(Boundary labeling items)

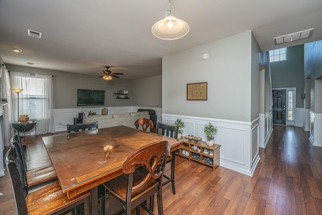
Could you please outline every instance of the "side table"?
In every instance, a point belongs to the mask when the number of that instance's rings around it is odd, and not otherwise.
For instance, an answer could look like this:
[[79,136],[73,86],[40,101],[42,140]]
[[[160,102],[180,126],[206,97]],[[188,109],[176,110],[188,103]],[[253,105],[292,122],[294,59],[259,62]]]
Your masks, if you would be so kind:
[[83,123],[83,118],[80,117],[74,117],[74,124]]
[[16,131],[24,132],[24,138],[25,138],[25,132],[29,131],[35,128],[35,135],[37,136],[37,122],[36,121],[29,121],[27,122],[14,122],[12,126]]

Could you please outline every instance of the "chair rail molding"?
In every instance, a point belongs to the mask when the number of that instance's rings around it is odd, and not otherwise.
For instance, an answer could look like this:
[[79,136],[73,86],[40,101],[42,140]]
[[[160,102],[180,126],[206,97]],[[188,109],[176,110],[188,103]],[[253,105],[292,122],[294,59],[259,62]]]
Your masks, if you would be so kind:
[[217,127],[215,143],[221,145],[220,166],[252,176],[260,159],[259,117],[252,122],[163,114],[162,123],[172,125],[180,118],[185,123],[183,136],[192,134],[206,139],[204,127],[211,122]]

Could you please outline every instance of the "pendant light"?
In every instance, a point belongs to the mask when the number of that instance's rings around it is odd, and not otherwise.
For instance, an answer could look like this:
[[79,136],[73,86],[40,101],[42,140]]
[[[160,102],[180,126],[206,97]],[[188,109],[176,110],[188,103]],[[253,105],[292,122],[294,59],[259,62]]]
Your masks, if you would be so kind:
[[171,16],[171,0],[169,0],[169,10],[166,12],[165,19],[154,23],[151,31],[158,38],[172,40],[184,37],[189,29],[188,23]]

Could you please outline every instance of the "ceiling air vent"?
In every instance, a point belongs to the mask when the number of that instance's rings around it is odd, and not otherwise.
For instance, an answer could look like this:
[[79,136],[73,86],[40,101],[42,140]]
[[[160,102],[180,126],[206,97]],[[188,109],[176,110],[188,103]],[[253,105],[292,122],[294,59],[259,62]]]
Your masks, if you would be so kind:
[[32,37],[37,37],[37,38],[41,38],[41,33],[38,31],[34,31],[33,30],[28,29],[28,35]]
[[294,40],[307,38],[311,36],[313,29],[314,29],[314,28],[275,37],[274,38],[274,41],[275,42],[275,45],[277,45],[281,43],[292,42]]

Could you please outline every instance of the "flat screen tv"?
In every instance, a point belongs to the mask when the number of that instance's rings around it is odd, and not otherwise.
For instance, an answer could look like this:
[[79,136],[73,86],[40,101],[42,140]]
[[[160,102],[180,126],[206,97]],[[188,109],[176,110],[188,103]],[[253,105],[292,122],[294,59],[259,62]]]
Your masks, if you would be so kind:
[[77,90],[77,106],[90,106],[105,105],[105,91]]

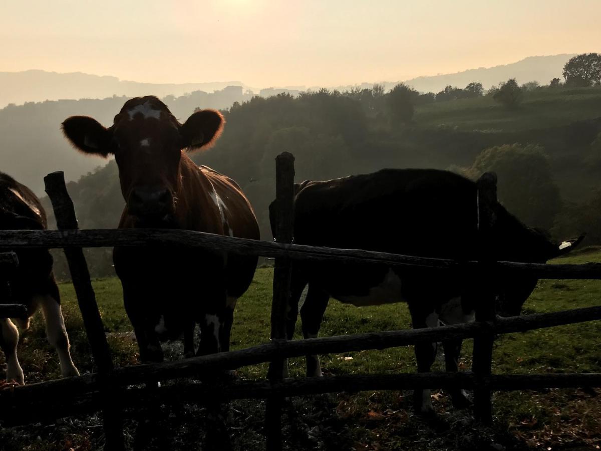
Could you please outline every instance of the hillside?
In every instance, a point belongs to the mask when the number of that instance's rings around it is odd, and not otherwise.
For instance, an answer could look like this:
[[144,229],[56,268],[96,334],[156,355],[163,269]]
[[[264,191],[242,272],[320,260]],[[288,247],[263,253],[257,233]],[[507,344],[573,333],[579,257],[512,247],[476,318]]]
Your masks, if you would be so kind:
[[[173,111],[184,120],[188,114],[184,114],[185,108],[176,109],[178,105],[173,103]],[[294,155],[296,180],[300,181],[365,173],[383,167],[467,168],[484,149],[516,143],[533,144],[544,152],[551,177],[549,183],[557,184],[554,189],[564,206],[557,216],[555,212],[549,213],[551,223],[529,225],[550,229],[555,218],[559,222],[553,232],[558,239],[587,232],[589,244],[601,244],[601,209],[595,206],[601,203],[596,194],[601,188],[601,155],[597,155],[601,149],[593,146],[593,142],[601,143],[598,138],[601,88],[539,88],[526,93],[521,106],[513,111],[489,97],[420,105],[416,107],[412,122],[406,126],[391,124],[385,109],[374,108],[366,109],[365,104],[350,94],[325,91],[296,98],[254,97],[227,111],[227,124],[216,145],[193,158],[241,185],[257,213],[261,237],[270,239],[267,207],[275,195],[274,159],[284,150]],[[63,145],[70,158],[82,158]],[[88,159],[94,164],[102,162]],[[60,168],[58,165],[53,167]],[[523,173],[505,176],[499,182],[499,198],[503,201],[507,195],[502,186],[507,186],[507,177],[525,177],[508,182],[525,186],[538,176]],[[81,227],[117,224],[123,200],[114,162],[70,182],[68,189]],[[520,197],[525,201],[532,195],[519,195],[507,205],[510,211],[529,208],[511,202],[522,202]],[[544,210],[547,200],[528,201]],[[586,206],[585,202],[593,203]],[[599,227],[594,225],[597,223]],[[109,251],[88,250],[88,257],[93,274],[111,274]],[[59,259],[57,261],[57,272],[67,276],[64,263]]]
[[212,93],[228,86],[242,86],[242,83],[237,81],[183,84],[142,83],[82,72],[58,73],[35,70],[0,72],[0,108],[25,102],[136,97],[151,93],[158,97],[179,96],[194,91]]
[[[501,64],[493,67],[479,67],[456,73],[416,77],[404,82],[422,92],[438,92],[445,86],[451,85],[463,87],[468,83],[478,81],[488,89],[502,80],[515,77],[519,83],[535,80],[546,84],[554,77],[561,77],[564,64],[573,55],[563,54],[549,56],[529,57],[516,63]],[[358,83],[362,88],[371,88],[374,82]],[[383,82],[386,90],[401,81]],[[20,72],[0,72],[0,108],[9,103],[20,105],[25,102],[58,100],[61,99],[104,99],[113,96],[135,97],[151,93],[157,97],[182,96],[195,91],[212,93],[223,90],[228,86],[241,86],[245,90],[251,90],[256,94],[266,97],[278,92],[319,91],[323,86],[263,87],[266,89],[251,88],[242,81],[230,81],[203,83],[154,84],[120,80],[117,77],[73,72],[58,73],[44,70],[26,70]],[[349,90],[353,85],[326,87],[340,91]],[[231,103],[219,108],[229,107]]]
[[561,78],[564,65],[575,54],[528,57],[516,63],[495,66],[493,67],[479,67],[456,73],[432,76],[417,77],[407,80],[405,83],[422,92],[438,92],[445,86],[466,86],[477,80],[488,89],[499,81],[515,78],[519,84],[535,81],[542,85],[548,84],[555,77]]
[[[34,192],[43,192],[43,177],[62,170],[67,180],[76,180],[94,168],[104,165],[101,158],[83,155],[63,137],[61,123],[69,116],[90,115],[106,126],[129,97],[27,102],[0,109],[0,170],[6,172]],[[225,108],[234,102],[249,100],[240,87],[208,93],[197,91],[163,100],[177,117],[187,118],[194,108]]]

#### [Exercise]
Pick out each line in the listing above that contains the word "outline" and copy it.

#### [Solved exercise]
Could you please outline every instance of the "side table"?
Could you please outline every instance of the "chair rail molding"?
Could you please outline every instance of the "pendant light"?
Could you please outline every instance of the "ceiling air vent"?
Could you please outline every instance of the "flat screen tv"?
Could you please outline every instance of the hillside?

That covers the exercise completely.